- INPUT MATERIAL:

────

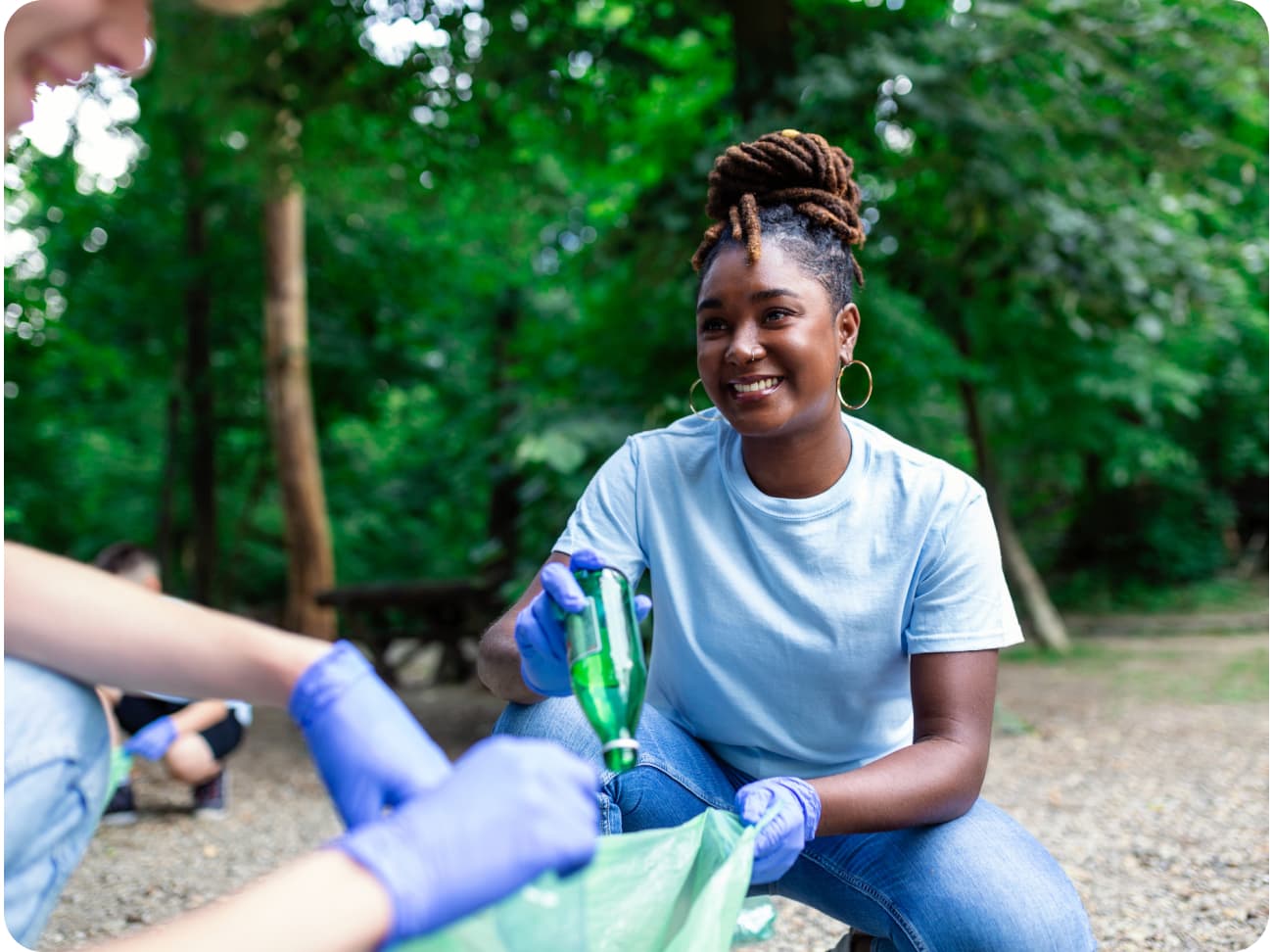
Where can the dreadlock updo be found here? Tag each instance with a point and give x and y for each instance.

────

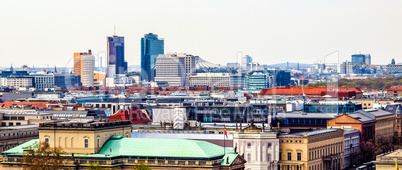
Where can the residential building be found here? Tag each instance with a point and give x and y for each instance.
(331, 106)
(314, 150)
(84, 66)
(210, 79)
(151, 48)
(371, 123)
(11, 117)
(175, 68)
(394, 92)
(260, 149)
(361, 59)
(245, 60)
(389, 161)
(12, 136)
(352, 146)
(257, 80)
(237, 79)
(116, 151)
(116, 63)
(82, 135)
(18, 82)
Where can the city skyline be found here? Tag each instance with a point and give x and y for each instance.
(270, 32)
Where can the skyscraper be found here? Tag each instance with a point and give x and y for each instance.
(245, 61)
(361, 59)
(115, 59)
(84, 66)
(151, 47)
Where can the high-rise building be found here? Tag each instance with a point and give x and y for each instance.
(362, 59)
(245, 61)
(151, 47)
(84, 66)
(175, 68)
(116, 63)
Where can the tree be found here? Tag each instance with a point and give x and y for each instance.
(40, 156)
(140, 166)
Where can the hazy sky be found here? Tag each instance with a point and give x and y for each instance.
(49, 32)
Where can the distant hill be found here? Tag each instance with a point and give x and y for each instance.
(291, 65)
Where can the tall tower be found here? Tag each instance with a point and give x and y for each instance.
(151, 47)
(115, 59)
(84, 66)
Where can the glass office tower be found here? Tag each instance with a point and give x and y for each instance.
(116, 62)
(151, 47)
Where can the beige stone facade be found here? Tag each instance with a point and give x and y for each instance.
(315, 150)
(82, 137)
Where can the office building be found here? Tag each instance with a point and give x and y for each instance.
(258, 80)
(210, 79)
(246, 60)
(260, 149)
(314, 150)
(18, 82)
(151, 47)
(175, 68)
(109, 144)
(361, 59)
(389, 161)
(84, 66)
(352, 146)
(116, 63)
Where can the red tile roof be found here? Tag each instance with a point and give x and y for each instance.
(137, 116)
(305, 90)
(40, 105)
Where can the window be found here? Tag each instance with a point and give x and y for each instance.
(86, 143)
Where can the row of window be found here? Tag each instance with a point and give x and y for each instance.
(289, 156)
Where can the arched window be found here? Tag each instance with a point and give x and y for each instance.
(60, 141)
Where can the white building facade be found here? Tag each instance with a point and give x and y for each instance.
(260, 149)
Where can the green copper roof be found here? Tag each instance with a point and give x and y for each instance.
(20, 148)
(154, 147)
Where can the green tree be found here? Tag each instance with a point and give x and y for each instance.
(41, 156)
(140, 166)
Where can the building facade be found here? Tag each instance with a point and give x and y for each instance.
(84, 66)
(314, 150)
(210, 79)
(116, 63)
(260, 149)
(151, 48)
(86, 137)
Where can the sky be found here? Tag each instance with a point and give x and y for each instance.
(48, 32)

────

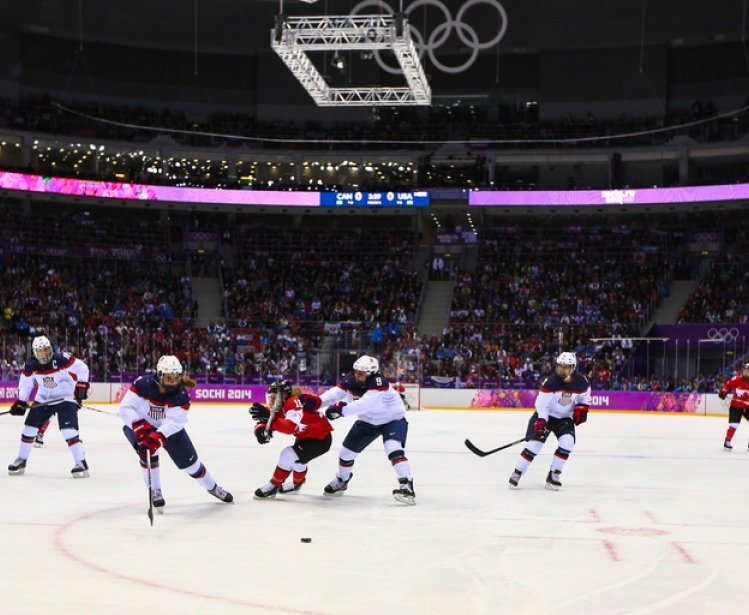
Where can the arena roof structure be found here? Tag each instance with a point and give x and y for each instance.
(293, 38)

────

State how many lines of the material above contain the string "building". Give only the number.

- SOLUTION TO THE PROBLEM:
5